[Shape labeling records]
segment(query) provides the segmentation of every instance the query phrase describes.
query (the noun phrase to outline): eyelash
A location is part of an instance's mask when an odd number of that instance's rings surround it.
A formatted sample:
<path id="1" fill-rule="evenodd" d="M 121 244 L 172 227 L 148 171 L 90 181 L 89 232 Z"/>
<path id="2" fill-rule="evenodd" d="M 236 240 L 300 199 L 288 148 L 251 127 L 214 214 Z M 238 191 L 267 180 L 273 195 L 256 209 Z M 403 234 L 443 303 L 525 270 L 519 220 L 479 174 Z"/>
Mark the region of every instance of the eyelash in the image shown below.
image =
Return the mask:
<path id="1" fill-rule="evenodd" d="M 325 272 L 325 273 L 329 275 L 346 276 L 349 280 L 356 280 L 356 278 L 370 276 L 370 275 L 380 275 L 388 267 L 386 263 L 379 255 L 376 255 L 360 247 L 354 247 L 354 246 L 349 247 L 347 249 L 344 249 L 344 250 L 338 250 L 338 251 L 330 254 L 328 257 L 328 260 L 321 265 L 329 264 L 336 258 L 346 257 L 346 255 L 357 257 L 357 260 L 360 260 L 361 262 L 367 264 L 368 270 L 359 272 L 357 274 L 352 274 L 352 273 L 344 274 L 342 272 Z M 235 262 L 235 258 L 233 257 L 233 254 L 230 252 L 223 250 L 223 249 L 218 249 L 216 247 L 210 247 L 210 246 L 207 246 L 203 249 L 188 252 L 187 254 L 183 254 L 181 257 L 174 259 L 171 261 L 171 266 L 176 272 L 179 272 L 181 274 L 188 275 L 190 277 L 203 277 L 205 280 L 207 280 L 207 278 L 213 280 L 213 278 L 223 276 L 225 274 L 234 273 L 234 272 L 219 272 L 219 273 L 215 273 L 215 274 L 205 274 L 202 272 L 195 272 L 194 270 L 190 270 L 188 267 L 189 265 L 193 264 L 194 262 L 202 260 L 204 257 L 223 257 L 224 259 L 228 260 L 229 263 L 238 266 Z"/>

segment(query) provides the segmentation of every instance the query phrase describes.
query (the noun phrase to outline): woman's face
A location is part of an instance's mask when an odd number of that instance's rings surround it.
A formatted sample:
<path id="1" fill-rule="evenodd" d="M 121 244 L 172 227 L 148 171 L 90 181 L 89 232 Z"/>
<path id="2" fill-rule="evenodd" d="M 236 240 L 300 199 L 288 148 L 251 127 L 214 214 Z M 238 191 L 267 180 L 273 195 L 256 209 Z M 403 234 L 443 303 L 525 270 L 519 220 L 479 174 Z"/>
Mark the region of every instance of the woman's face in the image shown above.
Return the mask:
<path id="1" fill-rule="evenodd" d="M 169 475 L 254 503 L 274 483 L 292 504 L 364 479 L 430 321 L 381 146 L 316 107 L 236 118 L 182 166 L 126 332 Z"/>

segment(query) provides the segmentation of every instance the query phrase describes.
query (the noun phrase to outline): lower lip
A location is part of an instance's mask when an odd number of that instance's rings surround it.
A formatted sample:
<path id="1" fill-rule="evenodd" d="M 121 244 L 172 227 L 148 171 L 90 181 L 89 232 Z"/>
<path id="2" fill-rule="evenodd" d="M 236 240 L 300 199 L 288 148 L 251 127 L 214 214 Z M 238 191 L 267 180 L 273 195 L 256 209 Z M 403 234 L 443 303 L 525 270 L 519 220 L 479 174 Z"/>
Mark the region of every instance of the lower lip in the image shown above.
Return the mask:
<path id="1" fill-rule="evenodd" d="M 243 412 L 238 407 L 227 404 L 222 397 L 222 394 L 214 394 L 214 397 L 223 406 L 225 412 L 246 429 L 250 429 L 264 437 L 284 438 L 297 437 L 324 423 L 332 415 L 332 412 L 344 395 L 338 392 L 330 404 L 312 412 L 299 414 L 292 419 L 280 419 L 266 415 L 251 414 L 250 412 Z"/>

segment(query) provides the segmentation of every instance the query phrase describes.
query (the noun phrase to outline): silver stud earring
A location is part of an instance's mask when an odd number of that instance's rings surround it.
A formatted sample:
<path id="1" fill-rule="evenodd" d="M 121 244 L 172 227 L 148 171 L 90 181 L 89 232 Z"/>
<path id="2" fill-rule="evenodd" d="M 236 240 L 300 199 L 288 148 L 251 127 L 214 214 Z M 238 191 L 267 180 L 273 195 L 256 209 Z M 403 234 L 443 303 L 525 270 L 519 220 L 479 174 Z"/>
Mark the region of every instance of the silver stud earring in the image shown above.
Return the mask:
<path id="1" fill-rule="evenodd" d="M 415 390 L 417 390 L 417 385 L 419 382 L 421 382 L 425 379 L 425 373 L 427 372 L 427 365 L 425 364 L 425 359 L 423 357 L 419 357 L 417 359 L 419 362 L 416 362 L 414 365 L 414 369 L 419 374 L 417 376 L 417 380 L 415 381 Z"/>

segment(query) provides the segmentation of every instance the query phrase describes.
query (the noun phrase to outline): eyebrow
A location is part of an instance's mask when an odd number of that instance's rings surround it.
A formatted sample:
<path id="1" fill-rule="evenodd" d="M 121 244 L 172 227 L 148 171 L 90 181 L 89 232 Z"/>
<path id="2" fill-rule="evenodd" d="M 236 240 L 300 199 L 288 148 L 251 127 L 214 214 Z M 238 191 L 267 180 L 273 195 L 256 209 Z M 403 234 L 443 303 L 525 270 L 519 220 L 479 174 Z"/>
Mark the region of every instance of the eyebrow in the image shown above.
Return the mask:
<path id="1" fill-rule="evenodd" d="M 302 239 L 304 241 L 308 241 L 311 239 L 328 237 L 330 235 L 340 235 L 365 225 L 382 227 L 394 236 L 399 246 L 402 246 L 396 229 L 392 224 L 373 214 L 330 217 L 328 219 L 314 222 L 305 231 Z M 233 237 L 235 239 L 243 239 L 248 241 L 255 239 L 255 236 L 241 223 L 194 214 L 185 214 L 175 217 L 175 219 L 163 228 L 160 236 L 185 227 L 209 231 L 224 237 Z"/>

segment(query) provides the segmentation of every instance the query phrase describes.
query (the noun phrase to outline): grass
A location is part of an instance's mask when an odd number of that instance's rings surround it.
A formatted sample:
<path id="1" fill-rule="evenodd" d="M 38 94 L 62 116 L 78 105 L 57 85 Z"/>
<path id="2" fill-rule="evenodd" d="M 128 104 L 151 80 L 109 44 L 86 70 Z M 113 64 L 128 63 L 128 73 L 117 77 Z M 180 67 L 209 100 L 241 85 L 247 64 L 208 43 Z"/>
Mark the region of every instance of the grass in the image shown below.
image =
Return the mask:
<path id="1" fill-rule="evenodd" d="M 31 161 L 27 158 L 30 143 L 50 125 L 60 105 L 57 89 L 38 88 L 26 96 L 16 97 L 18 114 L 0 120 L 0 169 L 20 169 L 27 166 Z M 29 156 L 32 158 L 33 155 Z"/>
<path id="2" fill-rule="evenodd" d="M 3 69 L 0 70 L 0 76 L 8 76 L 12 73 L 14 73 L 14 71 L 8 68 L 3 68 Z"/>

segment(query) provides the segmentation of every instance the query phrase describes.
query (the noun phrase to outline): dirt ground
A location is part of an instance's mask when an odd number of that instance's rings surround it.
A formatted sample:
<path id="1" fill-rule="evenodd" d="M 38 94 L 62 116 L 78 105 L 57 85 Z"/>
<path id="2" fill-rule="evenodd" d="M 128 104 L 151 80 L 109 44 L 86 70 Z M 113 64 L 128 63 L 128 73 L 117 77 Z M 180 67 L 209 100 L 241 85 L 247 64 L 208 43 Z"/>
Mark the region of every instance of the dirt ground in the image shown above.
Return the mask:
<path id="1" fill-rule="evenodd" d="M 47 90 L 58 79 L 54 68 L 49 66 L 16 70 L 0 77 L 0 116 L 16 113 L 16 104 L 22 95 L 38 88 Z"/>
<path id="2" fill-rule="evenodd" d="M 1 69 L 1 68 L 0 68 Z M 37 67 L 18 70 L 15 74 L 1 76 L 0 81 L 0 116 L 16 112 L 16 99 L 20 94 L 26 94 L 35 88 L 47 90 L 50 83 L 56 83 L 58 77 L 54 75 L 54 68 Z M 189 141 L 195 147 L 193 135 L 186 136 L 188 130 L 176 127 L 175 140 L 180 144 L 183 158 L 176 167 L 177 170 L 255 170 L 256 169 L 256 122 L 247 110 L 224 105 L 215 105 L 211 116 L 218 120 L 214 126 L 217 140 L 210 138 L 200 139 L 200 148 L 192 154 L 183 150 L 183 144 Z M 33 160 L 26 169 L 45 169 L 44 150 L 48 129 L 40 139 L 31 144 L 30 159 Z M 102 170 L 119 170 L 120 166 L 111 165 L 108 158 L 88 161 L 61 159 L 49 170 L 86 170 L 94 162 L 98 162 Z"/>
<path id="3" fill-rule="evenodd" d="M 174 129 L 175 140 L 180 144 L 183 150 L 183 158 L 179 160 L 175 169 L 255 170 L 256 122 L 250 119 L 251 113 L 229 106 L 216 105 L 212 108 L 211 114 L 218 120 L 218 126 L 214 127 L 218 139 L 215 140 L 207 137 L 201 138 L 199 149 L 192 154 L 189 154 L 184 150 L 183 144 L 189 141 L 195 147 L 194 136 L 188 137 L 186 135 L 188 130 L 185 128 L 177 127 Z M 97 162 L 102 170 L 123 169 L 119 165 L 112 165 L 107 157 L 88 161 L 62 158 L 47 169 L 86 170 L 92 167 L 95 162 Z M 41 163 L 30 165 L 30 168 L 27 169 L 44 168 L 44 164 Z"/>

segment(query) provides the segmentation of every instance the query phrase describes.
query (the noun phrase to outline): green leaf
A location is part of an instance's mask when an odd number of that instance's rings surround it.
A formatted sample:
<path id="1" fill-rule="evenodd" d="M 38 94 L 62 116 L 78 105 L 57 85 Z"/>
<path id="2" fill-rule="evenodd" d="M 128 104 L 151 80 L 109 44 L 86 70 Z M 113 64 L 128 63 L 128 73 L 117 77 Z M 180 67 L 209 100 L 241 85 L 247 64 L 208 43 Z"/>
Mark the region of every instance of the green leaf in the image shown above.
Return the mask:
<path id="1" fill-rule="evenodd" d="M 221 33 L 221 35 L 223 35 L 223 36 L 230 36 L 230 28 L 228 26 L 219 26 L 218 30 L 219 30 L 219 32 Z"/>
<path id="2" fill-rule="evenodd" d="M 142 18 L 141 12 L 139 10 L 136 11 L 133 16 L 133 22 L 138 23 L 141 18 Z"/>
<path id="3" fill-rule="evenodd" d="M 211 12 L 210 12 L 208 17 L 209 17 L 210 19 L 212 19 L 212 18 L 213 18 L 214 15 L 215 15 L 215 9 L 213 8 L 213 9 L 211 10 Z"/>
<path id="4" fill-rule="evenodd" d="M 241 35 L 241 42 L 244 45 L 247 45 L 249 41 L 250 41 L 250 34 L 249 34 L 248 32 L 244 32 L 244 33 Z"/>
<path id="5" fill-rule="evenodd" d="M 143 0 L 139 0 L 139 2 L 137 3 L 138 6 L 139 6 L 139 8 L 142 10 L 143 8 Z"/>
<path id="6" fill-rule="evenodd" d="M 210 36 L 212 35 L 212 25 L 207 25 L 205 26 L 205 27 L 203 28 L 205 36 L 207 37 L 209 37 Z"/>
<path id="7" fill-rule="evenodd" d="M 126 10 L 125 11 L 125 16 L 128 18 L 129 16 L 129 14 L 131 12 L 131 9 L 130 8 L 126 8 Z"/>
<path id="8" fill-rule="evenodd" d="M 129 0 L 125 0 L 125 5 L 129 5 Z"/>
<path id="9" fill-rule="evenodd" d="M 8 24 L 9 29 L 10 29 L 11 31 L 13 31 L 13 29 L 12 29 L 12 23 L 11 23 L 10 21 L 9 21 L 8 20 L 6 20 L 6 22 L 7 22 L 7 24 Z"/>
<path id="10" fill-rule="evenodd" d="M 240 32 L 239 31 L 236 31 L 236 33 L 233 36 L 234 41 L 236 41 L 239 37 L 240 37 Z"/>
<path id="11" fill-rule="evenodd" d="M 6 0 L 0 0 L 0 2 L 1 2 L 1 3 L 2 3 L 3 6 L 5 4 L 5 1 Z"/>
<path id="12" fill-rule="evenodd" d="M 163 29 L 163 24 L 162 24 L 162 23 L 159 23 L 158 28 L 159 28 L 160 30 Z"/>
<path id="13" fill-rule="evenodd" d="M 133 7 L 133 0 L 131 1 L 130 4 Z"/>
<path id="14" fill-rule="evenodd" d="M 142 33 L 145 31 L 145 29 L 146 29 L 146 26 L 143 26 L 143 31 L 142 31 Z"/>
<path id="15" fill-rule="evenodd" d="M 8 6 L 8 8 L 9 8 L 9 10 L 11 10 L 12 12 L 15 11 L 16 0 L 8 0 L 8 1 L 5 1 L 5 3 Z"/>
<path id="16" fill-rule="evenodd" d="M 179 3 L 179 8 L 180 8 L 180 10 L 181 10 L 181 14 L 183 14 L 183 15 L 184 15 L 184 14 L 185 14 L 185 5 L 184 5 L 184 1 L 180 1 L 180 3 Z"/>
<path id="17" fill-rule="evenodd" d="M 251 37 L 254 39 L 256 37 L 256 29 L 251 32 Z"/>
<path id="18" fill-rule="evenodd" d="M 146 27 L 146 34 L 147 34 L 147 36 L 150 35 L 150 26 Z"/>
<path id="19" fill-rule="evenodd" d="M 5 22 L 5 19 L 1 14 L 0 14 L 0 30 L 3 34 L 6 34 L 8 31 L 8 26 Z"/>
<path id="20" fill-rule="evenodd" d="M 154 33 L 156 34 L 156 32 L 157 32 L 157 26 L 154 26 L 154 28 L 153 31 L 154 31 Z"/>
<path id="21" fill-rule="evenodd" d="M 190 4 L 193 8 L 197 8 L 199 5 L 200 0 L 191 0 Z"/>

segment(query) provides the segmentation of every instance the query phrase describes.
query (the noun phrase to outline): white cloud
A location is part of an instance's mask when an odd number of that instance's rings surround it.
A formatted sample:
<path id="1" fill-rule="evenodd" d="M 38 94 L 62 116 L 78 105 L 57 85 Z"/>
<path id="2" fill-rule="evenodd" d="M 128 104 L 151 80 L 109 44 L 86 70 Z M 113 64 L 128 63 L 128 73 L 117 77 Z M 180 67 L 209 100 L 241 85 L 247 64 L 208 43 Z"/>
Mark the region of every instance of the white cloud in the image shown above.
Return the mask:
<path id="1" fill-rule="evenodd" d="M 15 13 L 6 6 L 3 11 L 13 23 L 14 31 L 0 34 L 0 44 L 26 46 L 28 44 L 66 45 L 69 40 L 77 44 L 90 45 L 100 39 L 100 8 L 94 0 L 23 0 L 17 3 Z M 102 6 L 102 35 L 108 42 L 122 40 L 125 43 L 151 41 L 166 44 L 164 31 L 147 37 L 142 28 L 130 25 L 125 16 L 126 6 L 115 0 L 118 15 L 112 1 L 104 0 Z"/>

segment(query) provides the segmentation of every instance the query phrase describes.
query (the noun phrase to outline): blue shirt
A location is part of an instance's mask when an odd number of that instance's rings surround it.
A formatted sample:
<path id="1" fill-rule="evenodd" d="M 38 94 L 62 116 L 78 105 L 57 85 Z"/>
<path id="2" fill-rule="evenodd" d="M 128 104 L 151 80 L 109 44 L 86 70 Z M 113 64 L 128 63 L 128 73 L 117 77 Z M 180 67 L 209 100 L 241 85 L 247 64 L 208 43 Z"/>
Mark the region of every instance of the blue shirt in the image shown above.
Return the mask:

| What you have to do |
Copy out every line of the material above that contains the word "Mark", counting only matches with the same capitalization.

| Completed task |
Mark the region of every instance of the eyelash in the image shown below.
Mark the region of every instance of the woman's face in the image shown above.
Mark the region of every instance of the lower lip in the image shown above.
Mark the region of every instance of the silver stud earring in the image shown above.
Mark the region of every instance of the eyebrow in the image shown above.
Mark the region of every instance of the grass in the image shown below.
Mark the region of every instance of the dirt ground in the image shown above.
Mark the region of every instance of the green leaf in the image shown above.
Mark the region of every instance of the white cloud in the image shown above.
Mark the region of every instance of the blue shirt in the image shown above.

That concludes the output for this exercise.